### WHAT IS REQUIRED
Replace "stone staircase" with "stone stairway" in the rows that start at the line containing "A rule for this batch: each instance of the dark sneaker" and end at the line containing "column 351, row 340", and give back only that span, otherwise unchanged.

-- START OF DATA TO PROCESS --

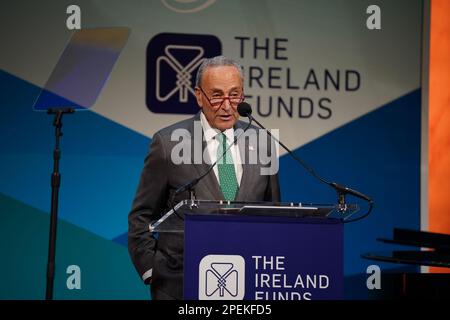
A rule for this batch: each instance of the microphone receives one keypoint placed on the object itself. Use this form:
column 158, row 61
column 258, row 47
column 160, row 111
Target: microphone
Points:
column 245, row 110
column 193, row 182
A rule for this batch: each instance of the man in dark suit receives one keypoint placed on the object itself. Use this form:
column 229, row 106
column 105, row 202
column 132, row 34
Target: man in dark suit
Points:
column 219, row 89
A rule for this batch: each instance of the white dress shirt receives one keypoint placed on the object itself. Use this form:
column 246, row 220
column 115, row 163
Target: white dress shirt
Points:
column 212, row 144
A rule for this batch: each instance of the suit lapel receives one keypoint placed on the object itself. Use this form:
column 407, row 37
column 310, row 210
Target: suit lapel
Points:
column 209, row 184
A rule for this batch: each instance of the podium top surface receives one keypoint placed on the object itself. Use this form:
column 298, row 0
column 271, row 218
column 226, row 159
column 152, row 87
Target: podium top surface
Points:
column 173, row 220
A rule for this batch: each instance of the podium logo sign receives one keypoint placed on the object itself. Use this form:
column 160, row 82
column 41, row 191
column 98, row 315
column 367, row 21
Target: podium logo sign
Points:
column 172, row 63
column 221, row 277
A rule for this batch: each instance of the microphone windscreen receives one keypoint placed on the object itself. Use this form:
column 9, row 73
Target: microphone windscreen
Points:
column 244, row 109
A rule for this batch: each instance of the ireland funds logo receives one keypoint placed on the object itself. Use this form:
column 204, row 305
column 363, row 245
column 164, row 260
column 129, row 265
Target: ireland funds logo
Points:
column 172, row 63
column 221, row 277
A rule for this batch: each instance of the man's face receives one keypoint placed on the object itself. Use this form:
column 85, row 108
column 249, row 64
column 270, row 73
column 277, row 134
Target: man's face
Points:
column 218, row 82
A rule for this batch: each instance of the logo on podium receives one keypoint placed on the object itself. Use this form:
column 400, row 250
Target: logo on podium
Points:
column 221, row 277
column 172, row 63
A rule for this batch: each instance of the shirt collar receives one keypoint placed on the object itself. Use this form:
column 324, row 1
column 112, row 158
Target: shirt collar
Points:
column 211, row 132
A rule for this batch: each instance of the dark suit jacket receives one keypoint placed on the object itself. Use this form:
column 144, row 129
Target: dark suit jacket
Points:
column 159, row 180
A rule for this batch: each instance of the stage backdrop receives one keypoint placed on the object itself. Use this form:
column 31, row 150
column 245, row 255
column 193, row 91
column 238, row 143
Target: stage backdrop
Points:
column 346, row 98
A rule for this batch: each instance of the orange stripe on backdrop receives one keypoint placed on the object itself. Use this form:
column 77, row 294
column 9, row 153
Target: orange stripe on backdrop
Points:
column 439, row 120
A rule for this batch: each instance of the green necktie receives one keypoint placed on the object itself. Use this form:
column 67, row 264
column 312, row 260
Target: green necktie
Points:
column 227, row 175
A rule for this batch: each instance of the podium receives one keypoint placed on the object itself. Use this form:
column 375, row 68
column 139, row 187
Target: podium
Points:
column 258, row 251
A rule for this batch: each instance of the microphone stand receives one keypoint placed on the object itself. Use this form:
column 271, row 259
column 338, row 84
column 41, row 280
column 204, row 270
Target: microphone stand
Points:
column 341, row 190
column 55, row 183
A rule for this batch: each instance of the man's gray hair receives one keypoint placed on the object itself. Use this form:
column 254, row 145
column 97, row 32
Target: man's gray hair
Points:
column 217, row 61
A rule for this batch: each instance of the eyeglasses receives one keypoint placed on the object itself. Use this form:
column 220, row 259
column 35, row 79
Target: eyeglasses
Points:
column 216, row 102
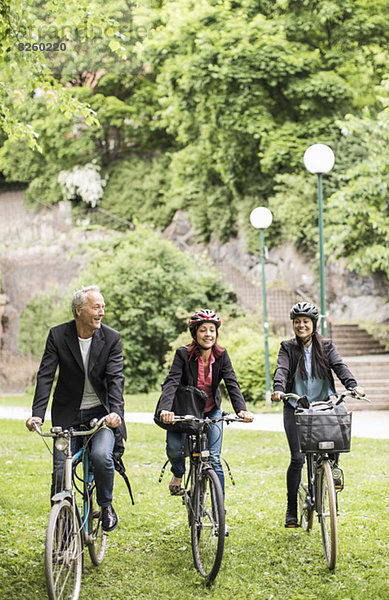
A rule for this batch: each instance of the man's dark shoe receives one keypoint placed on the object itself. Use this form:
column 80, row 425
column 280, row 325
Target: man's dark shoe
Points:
column 109, row 519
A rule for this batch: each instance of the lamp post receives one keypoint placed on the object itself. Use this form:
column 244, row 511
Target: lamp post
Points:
column 319, row 159
column 261, row 218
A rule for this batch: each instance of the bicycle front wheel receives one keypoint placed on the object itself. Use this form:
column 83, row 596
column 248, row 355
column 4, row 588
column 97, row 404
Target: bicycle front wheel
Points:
column 208, row 525
column 327, row 515
column 63, row 553
column 98, row 538
column 305, row 502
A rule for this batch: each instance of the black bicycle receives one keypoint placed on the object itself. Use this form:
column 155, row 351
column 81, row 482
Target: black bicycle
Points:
column 203, row 498
column 70, row 527
column 322, row 479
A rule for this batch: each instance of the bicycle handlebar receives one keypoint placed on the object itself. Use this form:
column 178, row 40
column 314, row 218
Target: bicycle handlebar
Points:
column 94, row 424
column 340, row 396
column 229, row 418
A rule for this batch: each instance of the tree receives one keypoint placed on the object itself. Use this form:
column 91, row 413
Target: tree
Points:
column 360, row 208
column 150, row 289
column 246, row 86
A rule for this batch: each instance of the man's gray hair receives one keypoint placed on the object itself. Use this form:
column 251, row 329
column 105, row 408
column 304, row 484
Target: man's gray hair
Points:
column 79, row 297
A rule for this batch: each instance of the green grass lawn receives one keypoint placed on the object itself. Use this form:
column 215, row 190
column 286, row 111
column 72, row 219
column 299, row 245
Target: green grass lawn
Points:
column 149, row 555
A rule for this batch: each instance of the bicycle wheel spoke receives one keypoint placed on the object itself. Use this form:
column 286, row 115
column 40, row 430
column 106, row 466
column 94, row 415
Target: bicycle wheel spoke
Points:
column 208, row 526
column 327, row 516
column 63, row 554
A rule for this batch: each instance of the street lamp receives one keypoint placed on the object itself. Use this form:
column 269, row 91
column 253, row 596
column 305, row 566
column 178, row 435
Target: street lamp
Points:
column 319, row 159
column 261, row 219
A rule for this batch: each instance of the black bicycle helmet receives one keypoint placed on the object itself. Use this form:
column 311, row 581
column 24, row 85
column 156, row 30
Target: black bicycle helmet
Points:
column 205, row 314
column 305, row 309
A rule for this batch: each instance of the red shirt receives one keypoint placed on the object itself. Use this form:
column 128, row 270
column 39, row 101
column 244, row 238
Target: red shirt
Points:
column 206, row 383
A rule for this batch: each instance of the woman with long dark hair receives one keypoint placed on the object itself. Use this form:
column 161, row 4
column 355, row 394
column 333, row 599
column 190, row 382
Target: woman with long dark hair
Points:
column 202, row 364
column 305, row 367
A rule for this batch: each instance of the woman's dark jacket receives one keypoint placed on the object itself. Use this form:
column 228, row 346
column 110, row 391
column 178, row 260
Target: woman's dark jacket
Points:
column 185, row 372
column 288, row 362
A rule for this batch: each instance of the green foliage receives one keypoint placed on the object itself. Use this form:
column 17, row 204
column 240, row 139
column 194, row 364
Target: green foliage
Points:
column 360, row 209
column 150, row 289
column 244, row 339
column 137, row 191
column 40, row 314
column 245, row 87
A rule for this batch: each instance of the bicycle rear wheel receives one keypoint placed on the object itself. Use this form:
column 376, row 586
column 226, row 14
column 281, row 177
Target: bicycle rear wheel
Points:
column 208, row 525
column 63, row 553
column 327, row 515
column 99, row 538
column 305, row 502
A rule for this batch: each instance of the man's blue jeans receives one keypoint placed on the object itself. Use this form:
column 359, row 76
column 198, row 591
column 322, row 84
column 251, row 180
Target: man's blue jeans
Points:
column 101, row 447
column 175, row 447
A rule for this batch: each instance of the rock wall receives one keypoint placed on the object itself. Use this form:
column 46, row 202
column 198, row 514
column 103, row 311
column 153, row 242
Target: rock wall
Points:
column 349, row 297
column 41, row 249
column 38, row 250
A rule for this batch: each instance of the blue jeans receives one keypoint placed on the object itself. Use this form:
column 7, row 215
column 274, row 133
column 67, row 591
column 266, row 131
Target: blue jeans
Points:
column 175, row 447
column 101, row 447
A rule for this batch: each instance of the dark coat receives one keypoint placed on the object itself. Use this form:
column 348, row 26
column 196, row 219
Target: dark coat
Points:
column 105, row 374
column 185, row 372
column 288, row 360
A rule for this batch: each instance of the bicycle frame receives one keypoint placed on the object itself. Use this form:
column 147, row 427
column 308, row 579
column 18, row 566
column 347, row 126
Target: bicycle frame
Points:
column 67, row 532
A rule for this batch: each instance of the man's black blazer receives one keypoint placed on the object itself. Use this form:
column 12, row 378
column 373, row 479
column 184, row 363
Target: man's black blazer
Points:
column 185, row 372
column 105, row 374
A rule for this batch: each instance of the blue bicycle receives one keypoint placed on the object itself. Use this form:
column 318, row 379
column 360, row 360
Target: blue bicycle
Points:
column 70, row 528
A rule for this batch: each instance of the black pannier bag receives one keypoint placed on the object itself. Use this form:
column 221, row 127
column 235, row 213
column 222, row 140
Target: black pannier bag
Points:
column 324, row 426
column 189, row 400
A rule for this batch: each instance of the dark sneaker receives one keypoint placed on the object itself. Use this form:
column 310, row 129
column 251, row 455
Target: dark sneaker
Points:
column 109, row 519
column 337, row 476
column 291, row 521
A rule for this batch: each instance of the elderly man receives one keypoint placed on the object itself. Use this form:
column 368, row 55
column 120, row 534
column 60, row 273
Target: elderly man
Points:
column 90, row 385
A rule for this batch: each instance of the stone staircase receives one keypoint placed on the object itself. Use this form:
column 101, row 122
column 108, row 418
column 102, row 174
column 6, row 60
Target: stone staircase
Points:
column 369, row 362
column 365, row 356
column 351, row 340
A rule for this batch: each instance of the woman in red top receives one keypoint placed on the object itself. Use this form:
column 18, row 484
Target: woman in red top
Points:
column 202, row 364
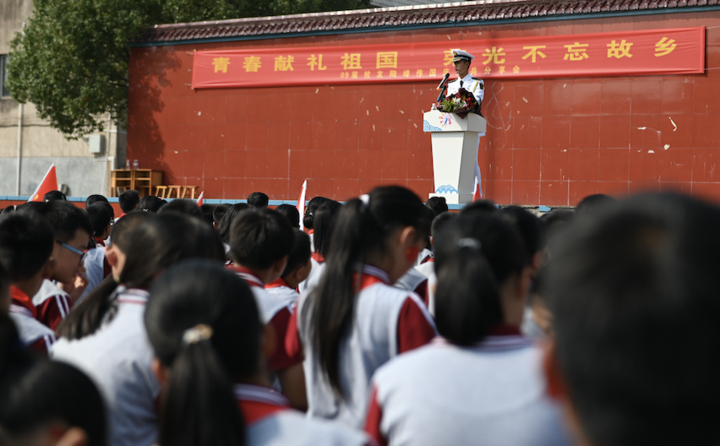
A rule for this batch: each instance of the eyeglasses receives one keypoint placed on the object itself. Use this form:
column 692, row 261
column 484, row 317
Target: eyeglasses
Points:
column 76, row 251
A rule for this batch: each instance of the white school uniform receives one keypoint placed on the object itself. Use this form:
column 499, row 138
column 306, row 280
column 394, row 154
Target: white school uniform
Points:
column 387, row 321
column 52, row 304
column 118, row 359
column 271, row 422
column 493, row 394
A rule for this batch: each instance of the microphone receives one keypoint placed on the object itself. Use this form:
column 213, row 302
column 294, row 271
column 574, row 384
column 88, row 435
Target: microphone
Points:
column 442, row 82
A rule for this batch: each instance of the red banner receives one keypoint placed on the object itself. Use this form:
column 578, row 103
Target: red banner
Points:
column 626, row 53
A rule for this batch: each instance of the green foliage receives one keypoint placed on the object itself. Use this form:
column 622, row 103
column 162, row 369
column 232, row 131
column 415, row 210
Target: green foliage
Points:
column 71, row 60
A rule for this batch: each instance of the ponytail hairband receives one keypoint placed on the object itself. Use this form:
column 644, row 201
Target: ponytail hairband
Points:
column 198, row 333
column 468, row 242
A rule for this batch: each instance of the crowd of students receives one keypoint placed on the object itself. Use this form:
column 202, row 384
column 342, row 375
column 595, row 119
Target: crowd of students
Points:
column 385, row 320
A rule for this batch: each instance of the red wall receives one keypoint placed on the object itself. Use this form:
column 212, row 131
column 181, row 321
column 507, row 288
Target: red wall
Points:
column 549, row 142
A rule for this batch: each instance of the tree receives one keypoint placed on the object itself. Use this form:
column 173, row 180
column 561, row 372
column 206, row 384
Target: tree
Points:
column 71, row 60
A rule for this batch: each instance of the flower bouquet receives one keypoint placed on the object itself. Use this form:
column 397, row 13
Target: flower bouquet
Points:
column 460, row 103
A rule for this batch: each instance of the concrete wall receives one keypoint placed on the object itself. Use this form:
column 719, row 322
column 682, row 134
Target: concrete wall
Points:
column 84, row 173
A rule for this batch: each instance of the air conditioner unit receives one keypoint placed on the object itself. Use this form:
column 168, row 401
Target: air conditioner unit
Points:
column 96, row 143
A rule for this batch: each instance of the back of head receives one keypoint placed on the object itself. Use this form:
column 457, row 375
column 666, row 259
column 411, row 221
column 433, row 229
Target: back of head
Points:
column 207, row 211
column 183, row 206
column 437, row 204
column 310, row 210
column 26, row 242
column 291, row 213
column 204, row 325
column 37, row 394
column 633, row 292
column 129, row 200
column 99, row 218
column 481, row 206
column 301, row 253
column 54, row 195
column 475, row 255
column 362, row 229
column 593, row 203
column 154, row 245
column 66, row 219
column 95, row 198
column 228, row 218
column 151, row 203
column 258, row 200
column 260, row 237
column 531, row 229
column 324, row 222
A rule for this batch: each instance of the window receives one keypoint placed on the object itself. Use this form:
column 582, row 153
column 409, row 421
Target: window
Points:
column 4, row 92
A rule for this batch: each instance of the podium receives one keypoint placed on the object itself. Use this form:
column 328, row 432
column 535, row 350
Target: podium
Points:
column 454, row 145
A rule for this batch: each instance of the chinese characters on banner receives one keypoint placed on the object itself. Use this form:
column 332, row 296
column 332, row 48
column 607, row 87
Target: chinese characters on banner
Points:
column 628, row 53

-- END OF DATA TO PROCESS --

### FINISHED TASK
A rule for this batch: each instance of the dark sneaker receives one keypoint placed on the object itself. Use this form:
column 310, row 129
column 251, row 455
Target: dark sneaker
Points:
column 109, row 519
column 337, row 476
column 291, row 521
A rule for this batch: each instance of the elderly man receives one keypoint placed on the object itself. Use this form:
column 368, row 55
column 120, row 534
column 60, row 273
Target: elderly man
Points:
column 90, row 385
A rule for this batch: each instance of the stone stairway receives one keypoint placed on the object itself. Use this form:
column 101, row 122
column 108, row 418
column 102, row 174
column 6, row 60
Target: stone stairway
Points:
column 369, row 362
column 365, row 356
column 351, row 340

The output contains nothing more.